## Goals
[1] Answer these questions about the vnodes passage:
(a) In the naive implementation, which vnode always precedes the blue vnode?
(b) What achieves random distribution of vnodes?
(c) What do most "consistent hashing for dummies" articles gloss over?
[2] Please copy the vnodes passage from "For whatever reason, most" up to and including "distributed virtual nodes.", swapping "green" for "red".

## Supplied passage

For whatever reason, most "consistent hashing for dummies" articles gloss over the implementation detail that makes the virtual nodes work with random distribution.

Before talking about how it does work, let me clarify the above with an example of how it does not work.

How it does not work

A naive implementation of vnodes looks like this:

naive vnodes source

This is naive because you'll notice that, for example, the green vnode always precedes the blue vnode. This means that if the green vnode goes offline then it will be replaced solely by the blue vnode, which defeats the entire purpose of moving from single-token nodes to distributed virtual nodes.

The article quickly mentions that practically, Vnodes are randomly distributed across the cluster. It then shows a separate picture indicating this but without explaining the mechanics of how this is achieved.

How it does work

Random distribution of vnodes is achieved via the use of multiple, unique hash functions. These multiple functions are where the random distribution comes from.

## Supplied material
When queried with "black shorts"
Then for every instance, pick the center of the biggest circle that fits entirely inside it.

## Results of the tasks
[1]
(a) The green vnode.
(b) The use of multiple, unique hash functions.
(c) The implementation detail that makes the virtual nodes work with random distribution.

[2]
For whatever reason, most "consistent hashing for dummies" articles gloss over the implementation detail that makes the virtual nodes work with random distribution.

Before talking about how it does work, let me clarify the above with an example of how it does not work.

How it does not work

A naive implementation of vnodes looks like this:

naive vnodes source

This is naive because you'll notice that, for example, the red vnode always precedes the blue vnode. This means that if the red vnode goes offline then it will be replaced solely by the blue vnode, which defeats the entire purpose of moving from single-token nodes to distributed virtual nodes.